Reproduce the part of the records that opens at their start and closes with the line containing "[[[267,1],[251,4],[252,108],[267,106]]]", changing "outline" to "contour" and leaving every other line intact. Omit the pictures from your answer.

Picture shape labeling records

+===+

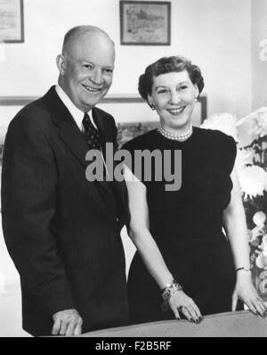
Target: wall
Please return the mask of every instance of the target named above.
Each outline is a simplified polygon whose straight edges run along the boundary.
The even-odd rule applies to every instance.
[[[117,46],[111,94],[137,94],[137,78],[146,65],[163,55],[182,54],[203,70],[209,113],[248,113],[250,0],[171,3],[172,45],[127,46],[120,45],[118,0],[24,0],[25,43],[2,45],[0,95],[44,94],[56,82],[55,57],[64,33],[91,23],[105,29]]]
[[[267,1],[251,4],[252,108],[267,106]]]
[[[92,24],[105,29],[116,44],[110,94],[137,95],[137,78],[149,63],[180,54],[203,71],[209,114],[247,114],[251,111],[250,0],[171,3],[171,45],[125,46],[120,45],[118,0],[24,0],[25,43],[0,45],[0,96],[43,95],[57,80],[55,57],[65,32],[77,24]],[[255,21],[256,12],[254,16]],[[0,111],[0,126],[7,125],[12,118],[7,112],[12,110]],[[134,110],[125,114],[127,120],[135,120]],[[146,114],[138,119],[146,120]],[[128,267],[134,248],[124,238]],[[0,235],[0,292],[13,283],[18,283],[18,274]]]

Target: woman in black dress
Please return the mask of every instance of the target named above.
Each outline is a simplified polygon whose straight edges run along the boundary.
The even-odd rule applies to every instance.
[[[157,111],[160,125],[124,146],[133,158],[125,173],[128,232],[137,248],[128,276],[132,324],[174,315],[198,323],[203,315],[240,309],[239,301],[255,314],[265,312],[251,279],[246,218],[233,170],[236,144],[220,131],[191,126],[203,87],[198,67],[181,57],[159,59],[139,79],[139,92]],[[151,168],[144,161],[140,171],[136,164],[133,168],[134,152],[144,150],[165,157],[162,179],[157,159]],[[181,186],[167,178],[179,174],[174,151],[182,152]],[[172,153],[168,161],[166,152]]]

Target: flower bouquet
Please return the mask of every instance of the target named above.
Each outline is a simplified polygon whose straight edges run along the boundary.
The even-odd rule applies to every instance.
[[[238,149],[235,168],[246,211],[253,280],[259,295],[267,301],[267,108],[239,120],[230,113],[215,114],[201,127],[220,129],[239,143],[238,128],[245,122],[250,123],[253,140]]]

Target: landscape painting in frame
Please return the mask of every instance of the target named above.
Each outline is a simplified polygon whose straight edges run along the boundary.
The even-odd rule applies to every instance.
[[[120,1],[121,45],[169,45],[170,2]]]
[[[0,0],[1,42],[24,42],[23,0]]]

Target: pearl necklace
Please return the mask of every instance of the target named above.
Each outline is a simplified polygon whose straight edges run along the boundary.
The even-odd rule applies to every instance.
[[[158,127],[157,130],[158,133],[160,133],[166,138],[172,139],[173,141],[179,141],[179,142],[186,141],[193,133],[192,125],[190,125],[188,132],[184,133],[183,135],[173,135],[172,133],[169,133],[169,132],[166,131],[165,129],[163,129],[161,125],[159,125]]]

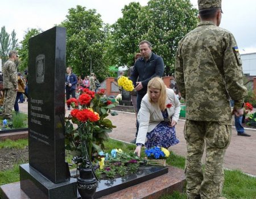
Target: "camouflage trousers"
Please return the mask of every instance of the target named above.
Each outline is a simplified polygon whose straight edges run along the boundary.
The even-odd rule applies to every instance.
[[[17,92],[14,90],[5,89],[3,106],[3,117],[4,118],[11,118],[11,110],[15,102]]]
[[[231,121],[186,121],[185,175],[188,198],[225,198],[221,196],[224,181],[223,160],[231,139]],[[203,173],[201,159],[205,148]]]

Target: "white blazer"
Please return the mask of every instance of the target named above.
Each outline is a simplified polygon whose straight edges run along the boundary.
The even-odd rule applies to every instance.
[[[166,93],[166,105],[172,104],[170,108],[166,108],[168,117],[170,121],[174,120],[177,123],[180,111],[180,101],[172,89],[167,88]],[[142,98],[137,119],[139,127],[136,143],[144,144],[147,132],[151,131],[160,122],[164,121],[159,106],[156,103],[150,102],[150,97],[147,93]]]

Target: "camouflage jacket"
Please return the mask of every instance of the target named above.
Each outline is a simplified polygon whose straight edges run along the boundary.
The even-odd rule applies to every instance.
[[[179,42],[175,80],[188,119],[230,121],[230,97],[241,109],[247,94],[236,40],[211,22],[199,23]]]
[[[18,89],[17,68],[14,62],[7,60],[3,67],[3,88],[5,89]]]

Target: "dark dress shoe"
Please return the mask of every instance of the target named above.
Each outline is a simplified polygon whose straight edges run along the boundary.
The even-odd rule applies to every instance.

+===+

EXERCISE RESPONSE —
Target: wall
Please return the mask of every instance of the target named above.
Each contour is a simplified polygon whose straight edges run along the boundary.
The even-odd rule applies to every instance.
[[[117,46],[111,94],[137,94],[137,78],[146,65],[163,55],[182,54],[203,70],[209,113],[248,113],[250,0],[171,3],[172,45],[127,46],[120,45],[118,0],[24,0],[25,43],[2,45],[0,95],[44,94],[56,82],[55,57],[64,33],[91,23],[105,29]]]
[[[267,1],[251,4],[252,108],[267,106]]]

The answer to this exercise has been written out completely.